begin Supplied text

In R, often times we get stuck by the limited processing power of our machines.  This can be easily solved by using parallel processing. In R, there are various libraries which enable parallel processing, but here I will use only parallel library.

Example: Here, I will explain a simple scenario of parallel package usage. Consider I have a data frame with thousand rows and two columns. Now, I need to compute the sum of each of 100 subsequent rows, i.e, I want to compute sums of rows c(1:100), c(101:200) ,..., c(901:1000) in parallel. This means I won't compute sums in serial manner.

 

[code language="css"]
library(parallel)
# Create a dummy data frame with 1000 rows and two columns
set.seed(100688)
df = data.frame(x=rnorm(1000),y=rnorm(1000))
no_cores = detectCores()-1# No. of cores in your system
cl = makeCluster(no_cores) # Make cluster
# Generate list of indexes for row summation of data frame
indexs = seq(from=1,to=1000, by =100)

end Supplied text
begin Input

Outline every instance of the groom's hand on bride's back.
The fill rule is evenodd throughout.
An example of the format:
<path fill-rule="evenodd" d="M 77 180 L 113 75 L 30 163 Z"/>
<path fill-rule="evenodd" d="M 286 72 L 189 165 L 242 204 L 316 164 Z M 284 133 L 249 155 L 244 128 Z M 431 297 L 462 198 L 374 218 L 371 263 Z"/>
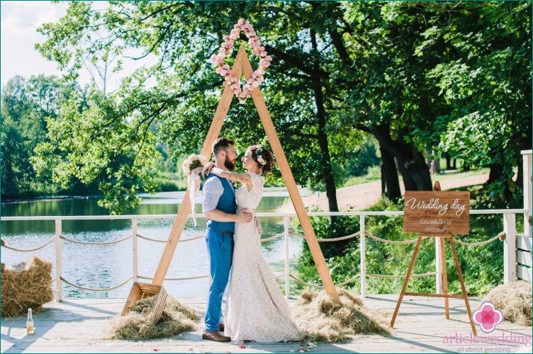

end Input

- [Instructions]:
1/ Copy the image-labeling entries line for line, leaving out the picture.
2/ Carry on the R parallel-processing tutorial from the point where it stops.

- [Responses for each task]:
1/
Outline every instance of the groom's hand on bride's back.
The fill rule is evenodd throughout.
An example of the format:
<path fill-rule="evenodd" d="M 77 180 L 113 75 L 30 163 Z"/>
<path fill-rule="evenodd" d="M 286 72 L 189 165 L 242 204 L 316 164 Z M 284 133 L 249 155 L 244 128 Z M 431 297 L 462 198 L 374 218 L 371 263 Z"/>

2/
clusterExport(cl,'df') # pass parameters on-fly to the threads
start_time = Sys.time() # start time of parallel computation
parallel_result = parLapply(cl,indexs,sumfunc)
total_time = Sys.time()-start_time # total time taken for computation
cat ('Total_parallel_time_taken',total_time)
stopCluster(cl)

sumfunc = function(ind) {
# Computs row sum of 100 rows starting with the index, ind
rowsum = colSums(df[ind:ind+99,])
return (rowsum)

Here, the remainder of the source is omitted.